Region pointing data
________________________

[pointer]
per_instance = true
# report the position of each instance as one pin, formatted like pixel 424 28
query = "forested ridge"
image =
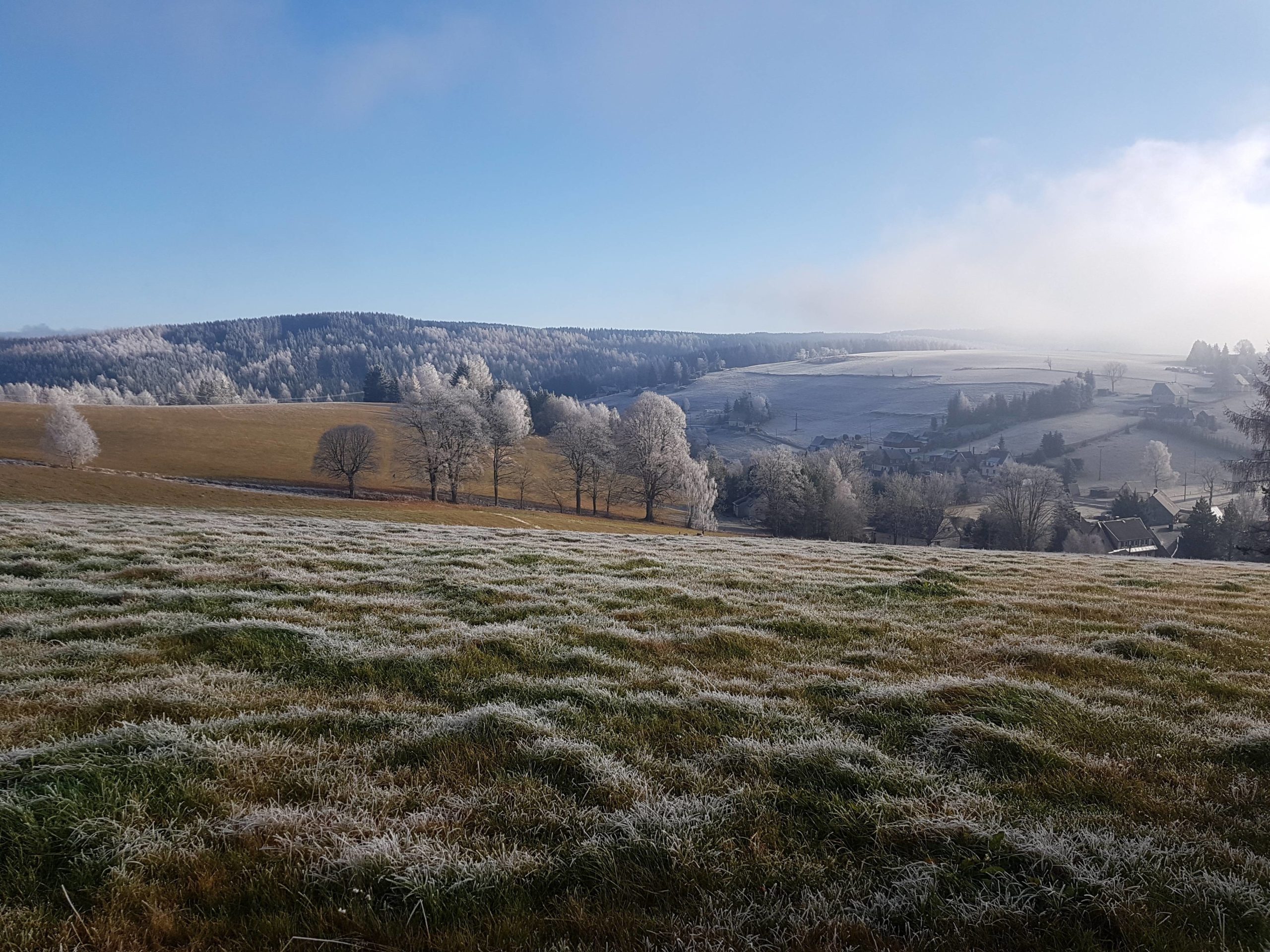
pixel 316 356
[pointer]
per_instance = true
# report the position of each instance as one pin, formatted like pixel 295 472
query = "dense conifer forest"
pixel 316 356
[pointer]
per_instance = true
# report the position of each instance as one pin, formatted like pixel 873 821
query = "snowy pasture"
pixel 228 731
pixel 872 394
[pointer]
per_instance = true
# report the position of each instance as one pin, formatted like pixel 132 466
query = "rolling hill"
pixel 264 733
pixel 314 356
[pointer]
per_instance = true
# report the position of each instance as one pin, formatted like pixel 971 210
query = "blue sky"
pixel 706 166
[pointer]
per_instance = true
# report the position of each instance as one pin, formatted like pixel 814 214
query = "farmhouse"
pixel 1175 414
pixel 888 461
pixel 828 442
pixel 1169 395
pixel 994 460
pixel 898 440
pixel 945 461
pixel 1160 509
pixel 1130 537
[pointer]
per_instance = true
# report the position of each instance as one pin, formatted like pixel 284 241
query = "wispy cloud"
pixel 405 64
pixel 1164 243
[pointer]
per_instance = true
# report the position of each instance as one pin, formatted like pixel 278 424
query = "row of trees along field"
pixel 1072 395
pixel 450 429
pixel 328 356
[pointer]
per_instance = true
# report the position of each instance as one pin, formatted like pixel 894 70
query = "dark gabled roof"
pixel 889 455
pixel 902 438
pixel 1128 532
pixel 1165 500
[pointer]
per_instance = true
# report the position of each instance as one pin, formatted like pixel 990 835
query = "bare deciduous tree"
pixel 69 436
pixel 507 418
pixel 1114 371
pixel 1210 476
pixel 347 451
pixel 1024 500
pixel 653 447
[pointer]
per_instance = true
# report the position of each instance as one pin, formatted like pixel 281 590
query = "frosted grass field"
pixel 230 731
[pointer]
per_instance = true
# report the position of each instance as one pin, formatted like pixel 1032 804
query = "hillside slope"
pixel 226 733
pixel 319 355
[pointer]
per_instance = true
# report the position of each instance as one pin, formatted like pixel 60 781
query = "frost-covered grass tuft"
pixel 232 733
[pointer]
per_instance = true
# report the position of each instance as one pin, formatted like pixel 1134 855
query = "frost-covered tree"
pixel 443 434
pixel 1114 371
pixel 846 516
pixel 473 372
pixel 464 437
pixel 778 474
pixel 346 452
pixel 507 423
pixel 1157 464
pixel 421 422
pixel 69 437
pixel 653 447
pixel 1209 477
pixel 699 492
pixel 584 443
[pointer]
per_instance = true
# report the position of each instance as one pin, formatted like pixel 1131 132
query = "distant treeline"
pixel 1234 448
pixel 1072 395
pixel 319 356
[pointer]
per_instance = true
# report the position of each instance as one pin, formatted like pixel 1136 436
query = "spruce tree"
pixel 1202 535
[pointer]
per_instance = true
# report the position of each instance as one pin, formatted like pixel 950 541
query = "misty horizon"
pixel 1094 178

________________________

Leave out every line above except those from the line with "of trees along" up to and including the line with "pixel 990 835", and copy those exactly.

Response box:
query = "row of trees along field"
pixel 1072 395
pixel 450 429
pixel 328 356
[pointer]
per_instance = true
# report the position of each instance as one pin, formatted like pixel 894 70
query = "dark gabled roof"
pixel 889 455
pixel 902 438
pixel 1128 532
pixel 1165 500
[pointer]
per_instance = true
# report the position of each instance as one pin, formatted like pixel 990 835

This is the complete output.